__Assignment__: Copy exactly the lines from the beginning of the data down to and including the line holding "Category: distant island", without any pictures.

__Source data__:
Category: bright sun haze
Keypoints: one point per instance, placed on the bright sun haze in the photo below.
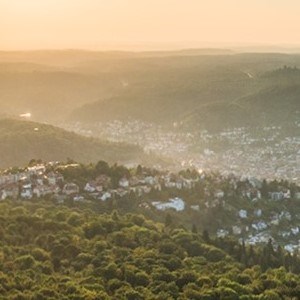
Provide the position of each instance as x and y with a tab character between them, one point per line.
95	24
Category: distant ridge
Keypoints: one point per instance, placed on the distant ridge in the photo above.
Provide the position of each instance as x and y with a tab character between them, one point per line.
21	141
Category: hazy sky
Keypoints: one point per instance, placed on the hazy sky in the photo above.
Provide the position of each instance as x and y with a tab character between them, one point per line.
28	24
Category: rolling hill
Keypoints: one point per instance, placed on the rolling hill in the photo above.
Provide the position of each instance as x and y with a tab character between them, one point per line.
199	87
20	141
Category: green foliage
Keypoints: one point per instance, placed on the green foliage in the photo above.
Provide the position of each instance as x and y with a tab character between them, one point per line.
79	255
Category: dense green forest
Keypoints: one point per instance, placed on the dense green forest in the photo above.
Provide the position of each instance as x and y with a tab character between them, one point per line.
20	141
71	252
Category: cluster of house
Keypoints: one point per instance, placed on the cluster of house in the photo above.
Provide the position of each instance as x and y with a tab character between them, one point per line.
32	182
37	182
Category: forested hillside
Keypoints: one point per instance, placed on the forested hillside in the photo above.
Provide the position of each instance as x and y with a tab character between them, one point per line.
60	252
20	141
200	88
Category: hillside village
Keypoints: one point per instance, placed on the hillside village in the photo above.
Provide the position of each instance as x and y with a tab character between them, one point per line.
249	209
274	149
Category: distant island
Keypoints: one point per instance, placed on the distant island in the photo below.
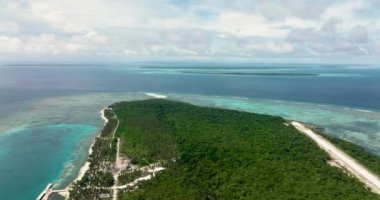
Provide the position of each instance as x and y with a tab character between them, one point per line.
161	149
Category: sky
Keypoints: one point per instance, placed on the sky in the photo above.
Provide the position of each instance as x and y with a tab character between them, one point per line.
253	30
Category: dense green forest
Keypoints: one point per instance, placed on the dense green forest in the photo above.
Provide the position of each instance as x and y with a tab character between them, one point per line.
366	158
214	153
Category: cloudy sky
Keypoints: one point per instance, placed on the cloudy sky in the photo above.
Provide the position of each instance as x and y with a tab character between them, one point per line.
290	30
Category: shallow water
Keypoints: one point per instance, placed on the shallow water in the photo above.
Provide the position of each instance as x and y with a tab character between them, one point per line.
50	115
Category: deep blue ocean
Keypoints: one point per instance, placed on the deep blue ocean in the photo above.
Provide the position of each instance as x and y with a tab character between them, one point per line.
49	113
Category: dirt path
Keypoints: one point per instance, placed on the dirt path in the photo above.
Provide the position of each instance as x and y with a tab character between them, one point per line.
370	179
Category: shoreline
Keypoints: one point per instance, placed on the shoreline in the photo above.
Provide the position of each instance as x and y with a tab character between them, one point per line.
341	159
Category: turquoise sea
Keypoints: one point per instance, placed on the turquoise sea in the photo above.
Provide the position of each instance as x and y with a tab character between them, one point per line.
49	113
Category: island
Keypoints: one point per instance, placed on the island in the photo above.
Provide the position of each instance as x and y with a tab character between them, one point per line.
161	149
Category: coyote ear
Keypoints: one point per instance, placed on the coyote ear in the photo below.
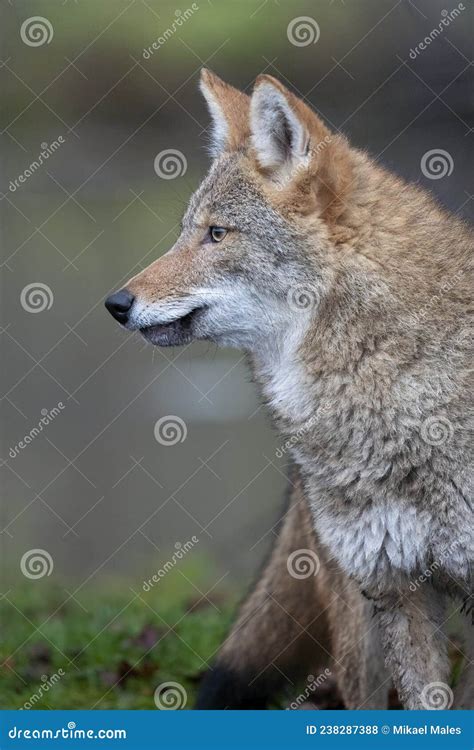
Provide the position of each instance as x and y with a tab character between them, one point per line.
280	135
229	109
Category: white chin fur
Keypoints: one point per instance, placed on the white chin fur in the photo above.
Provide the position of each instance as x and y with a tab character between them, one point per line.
145	314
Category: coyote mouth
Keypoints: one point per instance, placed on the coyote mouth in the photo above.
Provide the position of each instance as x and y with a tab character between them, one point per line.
175	333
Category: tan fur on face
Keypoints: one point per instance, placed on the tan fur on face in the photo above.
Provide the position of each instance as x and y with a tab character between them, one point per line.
233	105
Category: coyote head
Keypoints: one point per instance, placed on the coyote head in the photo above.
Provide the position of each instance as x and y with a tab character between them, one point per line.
254	255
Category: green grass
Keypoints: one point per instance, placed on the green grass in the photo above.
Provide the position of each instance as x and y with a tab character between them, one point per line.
116	651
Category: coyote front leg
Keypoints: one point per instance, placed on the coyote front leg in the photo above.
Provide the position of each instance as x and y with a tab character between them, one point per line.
414	645
280	630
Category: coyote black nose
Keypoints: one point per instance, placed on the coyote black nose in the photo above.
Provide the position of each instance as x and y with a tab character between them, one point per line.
119	304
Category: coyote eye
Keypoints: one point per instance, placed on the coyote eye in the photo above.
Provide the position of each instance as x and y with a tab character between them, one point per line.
217	233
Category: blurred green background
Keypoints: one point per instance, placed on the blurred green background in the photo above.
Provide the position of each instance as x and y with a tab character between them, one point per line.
95	490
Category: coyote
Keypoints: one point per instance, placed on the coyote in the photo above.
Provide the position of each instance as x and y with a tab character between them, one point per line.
350	292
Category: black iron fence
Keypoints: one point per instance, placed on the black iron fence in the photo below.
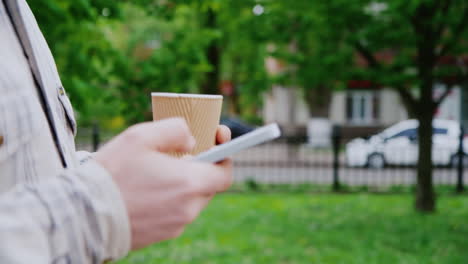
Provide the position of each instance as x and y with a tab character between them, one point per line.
291	161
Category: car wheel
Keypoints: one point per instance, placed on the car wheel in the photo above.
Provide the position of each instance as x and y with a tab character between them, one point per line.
454	161
376	161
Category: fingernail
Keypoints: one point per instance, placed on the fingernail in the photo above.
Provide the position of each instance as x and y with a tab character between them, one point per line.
192	142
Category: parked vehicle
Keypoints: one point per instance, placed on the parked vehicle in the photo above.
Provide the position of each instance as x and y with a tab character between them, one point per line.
398	145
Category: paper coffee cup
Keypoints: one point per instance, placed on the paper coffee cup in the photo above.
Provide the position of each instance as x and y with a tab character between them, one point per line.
202	113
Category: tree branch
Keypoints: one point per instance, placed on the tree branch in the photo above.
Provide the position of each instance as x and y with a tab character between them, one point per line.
444	11
456	34
370	58
443	96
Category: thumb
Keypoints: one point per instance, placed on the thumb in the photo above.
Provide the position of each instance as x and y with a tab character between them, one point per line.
168	135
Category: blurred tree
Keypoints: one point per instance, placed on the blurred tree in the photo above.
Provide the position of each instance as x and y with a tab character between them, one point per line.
427	43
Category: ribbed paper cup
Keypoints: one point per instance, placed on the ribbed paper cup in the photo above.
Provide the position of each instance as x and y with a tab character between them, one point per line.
202	113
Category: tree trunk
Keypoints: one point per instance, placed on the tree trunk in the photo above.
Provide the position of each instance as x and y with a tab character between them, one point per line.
210	85
318	100
425	196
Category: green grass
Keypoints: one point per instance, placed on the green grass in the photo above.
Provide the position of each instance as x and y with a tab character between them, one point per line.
318	228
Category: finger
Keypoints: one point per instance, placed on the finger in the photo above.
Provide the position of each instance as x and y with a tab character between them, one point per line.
213	178
169	135
223	134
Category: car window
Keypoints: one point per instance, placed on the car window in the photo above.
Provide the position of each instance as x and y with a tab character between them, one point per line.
439	131
409	133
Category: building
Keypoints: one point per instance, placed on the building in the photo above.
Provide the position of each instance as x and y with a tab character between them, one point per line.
360	110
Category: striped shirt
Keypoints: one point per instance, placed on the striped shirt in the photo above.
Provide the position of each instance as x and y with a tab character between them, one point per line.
53	208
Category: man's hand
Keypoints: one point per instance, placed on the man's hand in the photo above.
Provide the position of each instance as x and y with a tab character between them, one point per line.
162	194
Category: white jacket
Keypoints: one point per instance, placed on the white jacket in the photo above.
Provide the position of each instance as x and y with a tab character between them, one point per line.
52	208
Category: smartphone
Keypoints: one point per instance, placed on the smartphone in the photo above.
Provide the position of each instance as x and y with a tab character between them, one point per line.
258	136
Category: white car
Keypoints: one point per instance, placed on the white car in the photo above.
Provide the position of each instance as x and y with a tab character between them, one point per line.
397	145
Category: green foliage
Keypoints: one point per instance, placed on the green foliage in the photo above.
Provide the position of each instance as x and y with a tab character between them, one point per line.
326	228
112	54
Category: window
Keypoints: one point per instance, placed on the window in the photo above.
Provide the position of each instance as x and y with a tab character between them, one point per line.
361	107
439	131
409	133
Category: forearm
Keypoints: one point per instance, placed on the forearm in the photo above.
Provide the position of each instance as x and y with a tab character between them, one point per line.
77	217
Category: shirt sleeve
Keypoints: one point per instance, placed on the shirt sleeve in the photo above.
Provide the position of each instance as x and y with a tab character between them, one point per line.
77	217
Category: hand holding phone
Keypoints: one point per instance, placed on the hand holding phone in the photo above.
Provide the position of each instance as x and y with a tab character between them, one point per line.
258	136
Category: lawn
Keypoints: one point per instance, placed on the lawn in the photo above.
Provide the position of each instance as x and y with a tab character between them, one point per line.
318	228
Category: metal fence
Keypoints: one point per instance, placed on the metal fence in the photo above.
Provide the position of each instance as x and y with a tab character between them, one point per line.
291	161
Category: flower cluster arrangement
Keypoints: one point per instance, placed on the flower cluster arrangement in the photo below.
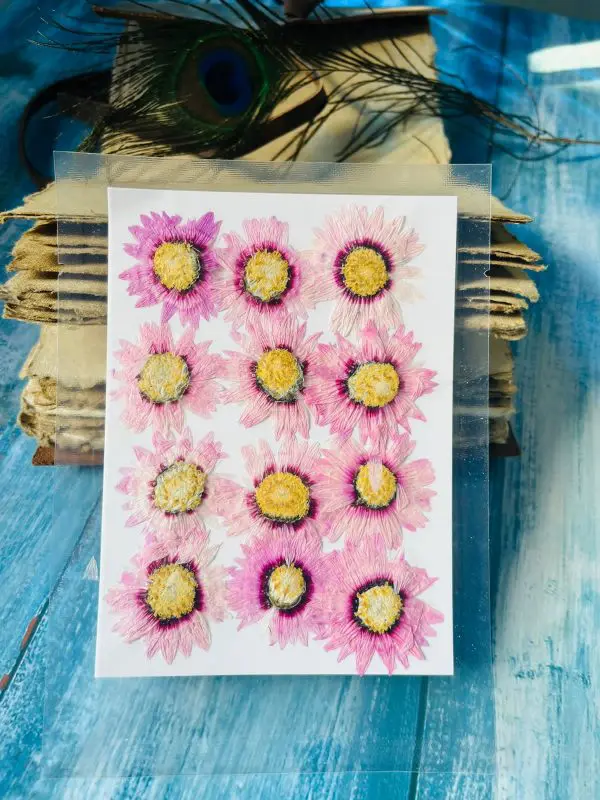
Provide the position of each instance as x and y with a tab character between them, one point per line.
321	528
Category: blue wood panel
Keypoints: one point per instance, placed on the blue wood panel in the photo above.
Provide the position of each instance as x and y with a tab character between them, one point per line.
209	725
545	525
359	736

__Answer to the problem__:
Category: bright sun haze
Keypoints: one point per instance, placed on the bright sun haze in the photo below.
Provide the position of each instance as x and y with a tab character between them, one point per line.
95	24
Category: distant ridge
Keypoints: one point per instance, placed on the distant ridge in the photo above.
Provide the position of each instance as x and y with a tab character between them, one point per line.
21	141
Category: hazy sky
Keypoints: one point per instance, placed on the hazy sky in the photo above.
Provide the position of each instance as x and y with a tab character between them, one point per line.
28	24
Category: rolling hill
Keypoints: one point per instance, placed on the rolling hill in the photo above.
Provide the position of each instance as x and y with a tab character between them, one point per line.
199	87
20	141
Category: green foliage
Keypoints: one point per instance, placed on the green foliage in the photo above.
Provide the position of each instance as x and y with a tab character between them, one point per line.
79	255
Category: dense green forest
Keypoints: one point per instance, placed on the dense green forest in the photo above.
Provide the position of each instance as x and y with a tab character between them, one point per line.
20	141
71	252
Category: cluster of house
Keypoints: one point per instance, placed on the cluster of house in the photo above.
Provide the position of each instance as x and y with a tab character between them, one point per line.
32	182
37	182
Category: forested hillside
Keypoints: one point per instance, placed on the forested hillside in the photo above.
Provide the position of each instance as x and y with a tab character between them, one point per line.
60	252
20	141
200	88
Category: hillside village
Keypoints: one point per instance, placed on the hillside village in the photo above.
Provide the position of each instance as x and y with a tab character between them, one point per line.
249	209
274	149
Category: distant island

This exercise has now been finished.